Commonwealth Heads of Government Meeting
Port of Spain, Trinidad,
23-29 November 2009
People’s Forum
Theme: Creativity and Innovation
Sir John Daniel, Professor Asha Kanwar,
Mr. Paul West, Dr. Kodhandaraman Balasubramanian,
Mr. John Lesperance and Dr. Ramamurthy Sreedher
Commonwealth of Learning
It is a pleasure to be with you. Our original intention was that the Vice-President of the Commonwealth of Learning, Asha Kanwar, would address you today but she was called away to India for an urgent family matter at the weekend so I am standing in for her with my colleague Paul West. Other colleagues, who lead the initiatives that we shall describe, have contributed to this short paper. They are Kodhandaraman Balasubramanian and John Lesperance at COL in Vancouver, and Ramamurthy Sreedher, who heads our Commonwealth Educational Media Centre for Asia in Delhi.
Today’s theme is Creativity and Innovation. This is a particularly appropriate theme for the Commonwealth of Learning to address in the context of CHOGM. COL, as everyone calls it, is celebrating what you might call its 11th CHOGM birthday this year.
-=-=-=-=-
» **How to complete this task**:
Reproduce the CHOGM paper starting at "Commonwealth Heads of" and ending at "Asia in Delhi.", renaming "Vancouver" to "Toronto". You won't need the stored items for this.

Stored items
-=-=-=-=-
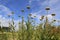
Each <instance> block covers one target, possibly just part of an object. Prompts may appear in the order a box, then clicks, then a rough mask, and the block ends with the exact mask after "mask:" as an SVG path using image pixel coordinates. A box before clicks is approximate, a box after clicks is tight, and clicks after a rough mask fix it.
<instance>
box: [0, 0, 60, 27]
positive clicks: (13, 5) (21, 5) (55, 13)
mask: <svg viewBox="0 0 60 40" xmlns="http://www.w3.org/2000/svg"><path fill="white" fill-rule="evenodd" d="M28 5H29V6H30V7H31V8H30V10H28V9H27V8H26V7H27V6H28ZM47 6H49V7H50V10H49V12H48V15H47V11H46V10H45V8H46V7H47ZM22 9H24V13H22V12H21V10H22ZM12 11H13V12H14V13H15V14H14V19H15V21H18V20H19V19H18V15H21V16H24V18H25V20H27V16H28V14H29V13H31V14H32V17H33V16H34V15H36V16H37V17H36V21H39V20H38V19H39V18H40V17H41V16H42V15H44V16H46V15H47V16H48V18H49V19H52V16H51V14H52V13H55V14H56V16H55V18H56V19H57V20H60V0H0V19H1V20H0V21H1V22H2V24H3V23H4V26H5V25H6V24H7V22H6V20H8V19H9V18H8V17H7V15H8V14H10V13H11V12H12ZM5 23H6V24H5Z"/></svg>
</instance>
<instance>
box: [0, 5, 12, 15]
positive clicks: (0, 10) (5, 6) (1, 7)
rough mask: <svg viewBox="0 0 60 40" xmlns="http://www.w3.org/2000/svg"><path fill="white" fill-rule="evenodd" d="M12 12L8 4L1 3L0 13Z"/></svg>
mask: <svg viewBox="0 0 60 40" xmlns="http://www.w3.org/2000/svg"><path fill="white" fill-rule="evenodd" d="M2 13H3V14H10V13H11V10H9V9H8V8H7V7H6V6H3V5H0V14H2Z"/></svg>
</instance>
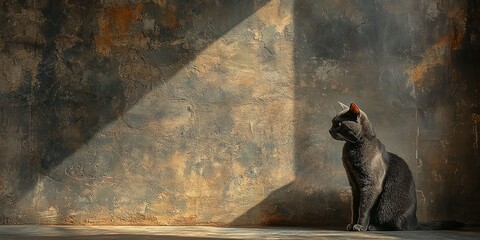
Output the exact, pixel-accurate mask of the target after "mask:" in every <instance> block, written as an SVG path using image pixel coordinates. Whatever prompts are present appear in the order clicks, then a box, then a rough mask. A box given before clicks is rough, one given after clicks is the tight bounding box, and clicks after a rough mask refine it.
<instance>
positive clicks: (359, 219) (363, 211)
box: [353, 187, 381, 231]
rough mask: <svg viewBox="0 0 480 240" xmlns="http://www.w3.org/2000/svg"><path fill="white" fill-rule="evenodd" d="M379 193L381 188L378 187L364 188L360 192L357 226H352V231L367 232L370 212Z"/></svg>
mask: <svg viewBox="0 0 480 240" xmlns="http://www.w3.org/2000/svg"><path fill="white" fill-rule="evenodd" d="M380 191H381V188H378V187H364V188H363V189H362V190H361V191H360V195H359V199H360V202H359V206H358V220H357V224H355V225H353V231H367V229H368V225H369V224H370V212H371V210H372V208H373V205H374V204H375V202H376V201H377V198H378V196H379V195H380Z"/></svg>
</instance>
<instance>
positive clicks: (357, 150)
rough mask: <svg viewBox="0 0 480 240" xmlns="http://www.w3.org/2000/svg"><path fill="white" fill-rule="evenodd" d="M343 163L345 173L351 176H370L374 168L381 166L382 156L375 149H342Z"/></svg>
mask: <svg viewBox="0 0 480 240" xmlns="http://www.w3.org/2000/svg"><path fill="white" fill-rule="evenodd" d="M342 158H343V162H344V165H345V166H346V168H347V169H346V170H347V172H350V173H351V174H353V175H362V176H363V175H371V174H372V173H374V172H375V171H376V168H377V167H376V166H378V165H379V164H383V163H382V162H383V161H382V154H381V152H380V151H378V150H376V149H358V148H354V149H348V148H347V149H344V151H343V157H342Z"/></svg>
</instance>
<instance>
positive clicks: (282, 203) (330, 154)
-=-=-=-=-
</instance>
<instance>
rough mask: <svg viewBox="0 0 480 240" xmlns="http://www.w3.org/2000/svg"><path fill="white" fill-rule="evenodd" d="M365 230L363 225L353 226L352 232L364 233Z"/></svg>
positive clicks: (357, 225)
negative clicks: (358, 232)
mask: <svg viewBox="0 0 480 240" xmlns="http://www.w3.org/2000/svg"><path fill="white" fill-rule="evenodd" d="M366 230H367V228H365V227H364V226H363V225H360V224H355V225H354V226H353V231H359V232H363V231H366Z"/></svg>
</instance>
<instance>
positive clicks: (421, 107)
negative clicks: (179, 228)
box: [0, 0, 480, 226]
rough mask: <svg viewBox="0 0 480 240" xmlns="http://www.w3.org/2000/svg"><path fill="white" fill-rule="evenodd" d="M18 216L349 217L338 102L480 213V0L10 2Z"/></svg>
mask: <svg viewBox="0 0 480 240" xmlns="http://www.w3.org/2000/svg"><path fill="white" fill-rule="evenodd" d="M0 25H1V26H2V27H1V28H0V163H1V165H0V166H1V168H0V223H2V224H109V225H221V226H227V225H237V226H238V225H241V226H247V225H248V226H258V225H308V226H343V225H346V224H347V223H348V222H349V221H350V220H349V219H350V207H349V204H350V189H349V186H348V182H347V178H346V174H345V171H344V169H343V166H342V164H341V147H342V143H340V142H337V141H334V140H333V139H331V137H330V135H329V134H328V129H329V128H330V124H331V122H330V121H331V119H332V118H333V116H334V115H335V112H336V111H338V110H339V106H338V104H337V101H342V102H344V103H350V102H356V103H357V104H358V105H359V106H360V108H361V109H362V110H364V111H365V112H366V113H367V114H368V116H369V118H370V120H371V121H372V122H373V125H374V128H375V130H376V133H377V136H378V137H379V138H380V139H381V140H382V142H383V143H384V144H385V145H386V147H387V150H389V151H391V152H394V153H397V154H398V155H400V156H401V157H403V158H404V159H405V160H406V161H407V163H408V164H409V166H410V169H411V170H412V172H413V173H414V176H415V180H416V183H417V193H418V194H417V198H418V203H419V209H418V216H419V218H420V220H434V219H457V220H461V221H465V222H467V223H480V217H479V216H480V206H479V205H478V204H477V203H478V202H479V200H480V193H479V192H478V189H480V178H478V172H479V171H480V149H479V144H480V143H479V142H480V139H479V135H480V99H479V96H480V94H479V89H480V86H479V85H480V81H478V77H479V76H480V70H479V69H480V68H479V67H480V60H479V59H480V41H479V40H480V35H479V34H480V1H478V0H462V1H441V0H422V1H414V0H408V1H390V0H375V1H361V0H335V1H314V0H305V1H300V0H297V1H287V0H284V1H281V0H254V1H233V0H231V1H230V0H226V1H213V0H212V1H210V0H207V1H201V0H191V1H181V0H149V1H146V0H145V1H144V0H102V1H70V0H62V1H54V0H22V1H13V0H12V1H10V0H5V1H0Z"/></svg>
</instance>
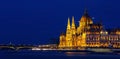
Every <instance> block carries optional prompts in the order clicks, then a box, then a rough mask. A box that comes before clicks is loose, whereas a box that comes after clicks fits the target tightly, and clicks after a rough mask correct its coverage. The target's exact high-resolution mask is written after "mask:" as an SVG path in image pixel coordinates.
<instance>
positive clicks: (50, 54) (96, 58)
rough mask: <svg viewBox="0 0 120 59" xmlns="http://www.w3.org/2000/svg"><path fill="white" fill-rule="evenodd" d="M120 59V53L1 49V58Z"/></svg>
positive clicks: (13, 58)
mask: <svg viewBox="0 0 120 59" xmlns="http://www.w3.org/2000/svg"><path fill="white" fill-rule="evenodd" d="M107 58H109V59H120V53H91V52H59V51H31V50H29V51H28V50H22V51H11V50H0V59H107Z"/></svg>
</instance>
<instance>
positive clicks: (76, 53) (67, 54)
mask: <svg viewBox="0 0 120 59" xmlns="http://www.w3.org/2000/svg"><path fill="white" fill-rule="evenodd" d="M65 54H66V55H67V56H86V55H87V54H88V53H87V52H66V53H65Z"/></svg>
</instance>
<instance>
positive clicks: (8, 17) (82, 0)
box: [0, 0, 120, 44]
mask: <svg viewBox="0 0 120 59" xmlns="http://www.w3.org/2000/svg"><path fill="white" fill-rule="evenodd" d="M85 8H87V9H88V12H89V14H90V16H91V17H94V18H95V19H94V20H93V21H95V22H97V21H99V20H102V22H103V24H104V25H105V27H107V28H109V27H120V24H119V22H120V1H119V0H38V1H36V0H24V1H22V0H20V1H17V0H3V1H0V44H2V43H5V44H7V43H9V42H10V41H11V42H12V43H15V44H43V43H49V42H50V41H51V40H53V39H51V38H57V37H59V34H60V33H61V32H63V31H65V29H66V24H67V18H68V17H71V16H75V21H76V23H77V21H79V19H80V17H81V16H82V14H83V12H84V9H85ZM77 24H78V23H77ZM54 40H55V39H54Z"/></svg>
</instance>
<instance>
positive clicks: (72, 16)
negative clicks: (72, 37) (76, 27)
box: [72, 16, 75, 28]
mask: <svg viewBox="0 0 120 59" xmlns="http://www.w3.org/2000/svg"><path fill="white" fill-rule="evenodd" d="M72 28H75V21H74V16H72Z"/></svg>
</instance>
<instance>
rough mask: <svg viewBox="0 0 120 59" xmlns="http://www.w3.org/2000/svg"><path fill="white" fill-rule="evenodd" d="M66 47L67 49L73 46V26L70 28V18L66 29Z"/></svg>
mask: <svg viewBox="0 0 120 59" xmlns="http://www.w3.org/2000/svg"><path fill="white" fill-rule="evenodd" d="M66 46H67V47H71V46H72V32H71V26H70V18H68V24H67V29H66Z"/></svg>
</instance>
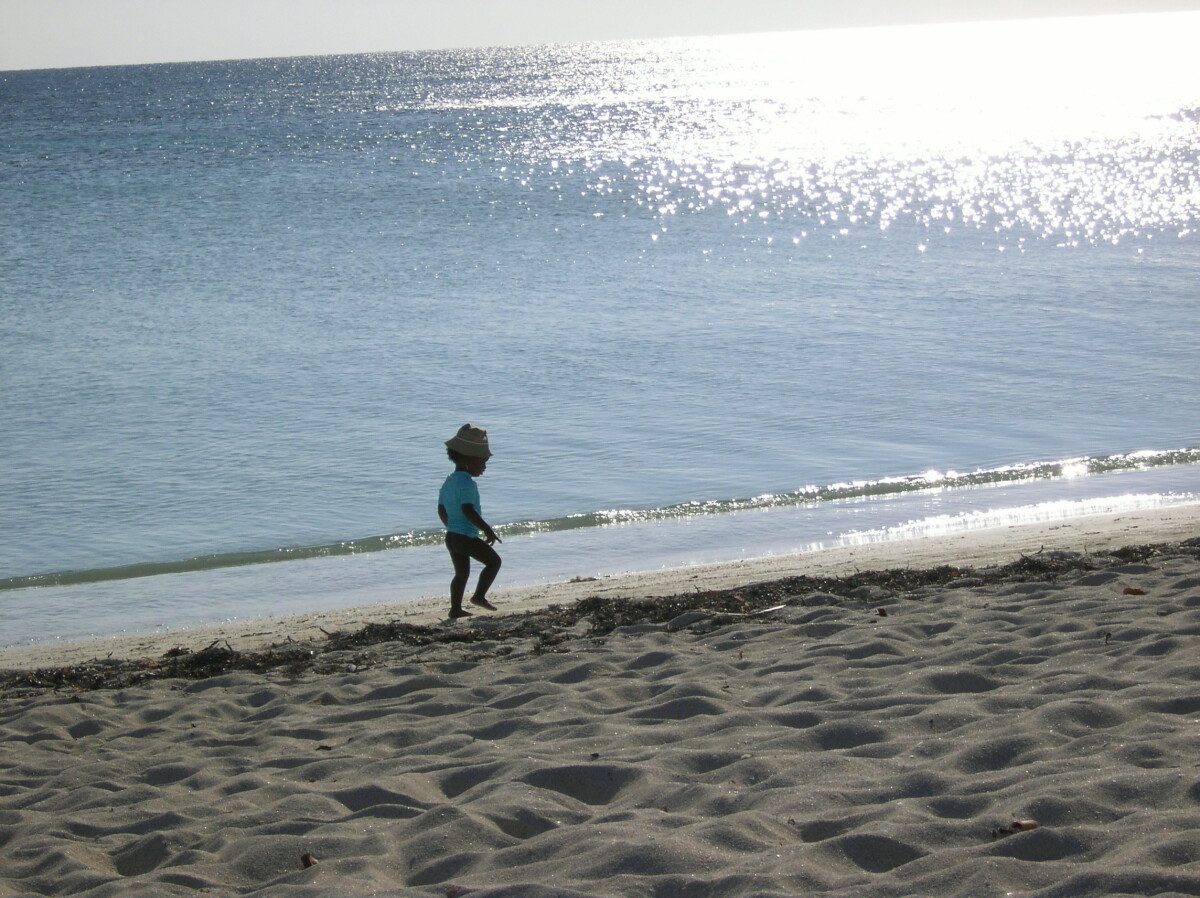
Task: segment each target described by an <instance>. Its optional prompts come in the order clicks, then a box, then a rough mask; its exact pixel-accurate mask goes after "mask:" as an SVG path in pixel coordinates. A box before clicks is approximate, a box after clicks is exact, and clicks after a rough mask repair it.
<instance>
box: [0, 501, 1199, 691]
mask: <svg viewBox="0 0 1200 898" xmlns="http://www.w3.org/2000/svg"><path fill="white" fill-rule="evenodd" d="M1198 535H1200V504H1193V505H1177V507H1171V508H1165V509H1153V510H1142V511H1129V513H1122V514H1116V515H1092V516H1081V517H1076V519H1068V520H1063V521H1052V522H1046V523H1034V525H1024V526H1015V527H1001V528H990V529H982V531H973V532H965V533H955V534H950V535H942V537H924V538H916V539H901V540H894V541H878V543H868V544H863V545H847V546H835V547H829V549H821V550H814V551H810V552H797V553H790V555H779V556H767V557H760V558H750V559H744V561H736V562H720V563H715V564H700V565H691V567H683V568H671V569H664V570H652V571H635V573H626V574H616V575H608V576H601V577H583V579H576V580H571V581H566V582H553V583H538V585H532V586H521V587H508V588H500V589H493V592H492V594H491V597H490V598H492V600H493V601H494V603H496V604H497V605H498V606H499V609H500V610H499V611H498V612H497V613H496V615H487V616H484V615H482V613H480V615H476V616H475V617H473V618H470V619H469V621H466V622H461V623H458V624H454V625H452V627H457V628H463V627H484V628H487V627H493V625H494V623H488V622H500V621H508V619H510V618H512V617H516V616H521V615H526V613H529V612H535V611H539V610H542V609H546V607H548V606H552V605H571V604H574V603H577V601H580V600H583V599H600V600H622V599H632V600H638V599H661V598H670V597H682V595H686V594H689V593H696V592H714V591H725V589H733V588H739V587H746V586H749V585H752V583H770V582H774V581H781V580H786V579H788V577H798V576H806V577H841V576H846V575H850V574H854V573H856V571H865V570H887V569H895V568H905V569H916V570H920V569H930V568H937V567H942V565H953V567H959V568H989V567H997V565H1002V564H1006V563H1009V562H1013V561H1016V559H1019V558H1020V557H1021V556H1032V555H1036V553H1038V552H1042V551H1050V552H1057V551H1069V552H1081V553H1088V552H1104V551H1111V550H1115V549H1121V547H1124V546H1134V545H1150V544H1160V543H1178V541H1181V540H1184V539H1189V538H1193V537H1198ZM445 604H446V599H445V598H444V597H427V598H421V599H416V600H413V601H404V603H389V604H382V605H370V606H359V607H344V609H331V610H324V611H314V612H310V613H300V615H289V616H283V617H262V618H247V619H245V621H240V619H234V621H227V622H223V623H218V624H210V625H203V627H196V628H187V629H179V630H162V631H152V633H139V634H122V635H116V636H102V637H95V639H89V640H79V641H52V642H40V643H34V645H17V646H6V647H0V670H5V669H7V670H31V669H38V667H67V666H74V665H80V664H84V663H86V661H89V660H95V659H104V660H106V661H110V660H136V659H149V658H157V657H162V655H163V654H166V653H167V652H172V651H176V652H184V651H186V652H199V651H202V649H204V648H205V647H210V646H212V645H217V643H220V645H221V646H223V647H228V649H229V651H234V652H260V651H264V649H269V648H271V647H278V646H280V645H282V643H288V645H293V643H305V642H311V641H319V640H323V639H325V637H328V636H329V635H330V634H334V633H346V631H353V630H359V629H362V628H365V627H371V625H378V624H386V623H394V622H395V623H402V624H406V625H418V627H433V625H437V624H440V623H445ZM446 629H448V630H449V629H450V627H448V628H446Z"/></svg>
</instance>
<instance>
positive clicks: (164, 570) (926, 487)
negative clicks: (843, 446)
-=-=-=-=-
» **Task solution**:
Commonwealth Heads of Government Meeting
Port of Spain, Trinidad,
23-29 November 2009
People’s Forum
Theme: Creativity and Innovation
Sir John Daniel, Professor Asha Kanwar,
Mr. Paul West, Dr. Kodhandaraman Balasubramanian,
Mr. John Lesperance and Dr. Ramamurthy Sreedher
Commonwealth of Learning
It is a pleasure to be with you. Our original intention was that the Vice-President of the Commonwealth of Learning, Asha Kanwar, would address you today but she was called away to India for an urgent family matter at the weekend so I am standing in for her with my colleague Paul West. Other colleagues, who lead the initiatives that we shall describe, have contributed to this short paper. They are Kodhandaraman Balasubramanian and John Lesperance at COL in Toronto, and Ramamurthy Sreedher, who heads our Commonwealth Educational Media Centre for Asia in Delhi.